• [QUOTED TEXT]:
* Begin *

Lesson 3: Electric potential energy, electric potential, and voltage

# Electric potential at a point in space

Electric potential, a key concept in physics, is an abstract number associated with points in space. It's different from electric potential energy, but related. The units of electric potential are joules per coulomb, hinting at its connection to energy. The video explains how to calculate electric potential and its relationship with voltage. Created by David SantoPietro.

## Want to join the conversation?

• What is electric potential difference?
(25 votes)
• Is it not true that whether a charged particle gains or loses potential energy between two points in an an electric field depends on what sign the charge has, and what the sign of the charged particle creating the field is? So say we have an electric field created by a positively charged particle, and point A is close to the charged particle creating the field, and point B is further away and the voltage difference is 10 between A and B. A negatively charged particle placed in the field at point A will gain 10 joules per coulumb by moving from A to B (moving it away from where it is 'inclined' to travel to) and it will lose 10 joules per coulomb of potential energy by travelling from B to A. Is this correct?

* End *

• [YOUR TASKS]:
A. Transcribe the part of the electric potential lesson between "# Electric potential" and "electric potential difference?", inclusive, word for word.
B. According to the electric potential lesson, what are the units of electric potential?

• [EXTRACTED INFORMATION]:

* Begin *

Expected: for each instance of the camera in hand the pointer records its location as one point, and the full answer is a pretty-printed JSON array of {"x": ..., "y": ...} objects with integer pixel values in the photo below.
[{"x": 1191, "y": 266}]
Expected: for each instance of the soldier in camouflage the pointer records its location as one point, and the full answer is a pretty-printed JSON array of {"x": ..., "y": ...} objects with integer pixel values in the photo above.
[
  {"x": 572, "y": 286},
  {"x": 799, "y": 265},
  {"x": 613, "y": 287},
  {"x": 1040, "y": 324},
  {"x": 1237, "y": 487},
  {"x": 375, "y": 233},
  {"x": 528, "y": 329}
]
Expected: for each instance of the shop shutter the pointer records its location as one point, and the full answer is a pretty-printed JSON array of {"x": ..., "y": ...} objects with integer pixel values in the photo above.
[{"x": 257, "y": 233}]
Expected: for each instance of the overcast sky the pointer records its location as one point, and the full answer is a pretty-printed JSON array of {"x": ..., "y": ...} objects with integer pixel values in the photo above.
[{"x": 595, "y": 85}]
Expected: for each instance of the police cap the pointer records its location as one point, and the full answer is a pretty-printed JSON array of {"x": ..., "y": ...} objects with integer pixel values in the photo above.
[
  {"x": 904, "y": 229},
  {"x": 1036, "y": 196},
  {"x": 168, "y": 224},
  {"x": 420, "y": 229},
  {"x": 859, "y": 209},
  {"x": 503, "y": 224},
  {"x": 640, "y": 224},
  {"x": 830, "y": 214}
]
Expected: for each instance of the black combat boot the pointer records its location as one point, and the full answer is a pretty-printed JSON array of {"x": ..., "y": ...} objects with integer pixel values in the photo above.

* End *

• [REPLIES]:
A.
# Electric potential at a point in space

Electric potential, a key concept in physics, is an abstract number associated with points in space. It's different from electric potential energy, but related. The units of electric potential are joules per coulomb, hinting at its connection to energy. The video explains how to calculate electric potential and its relationship with voltage. Created by David SantoPietro.

## Want to join the conversation?

• What is electric potential difference?

B. Joules per coulomb.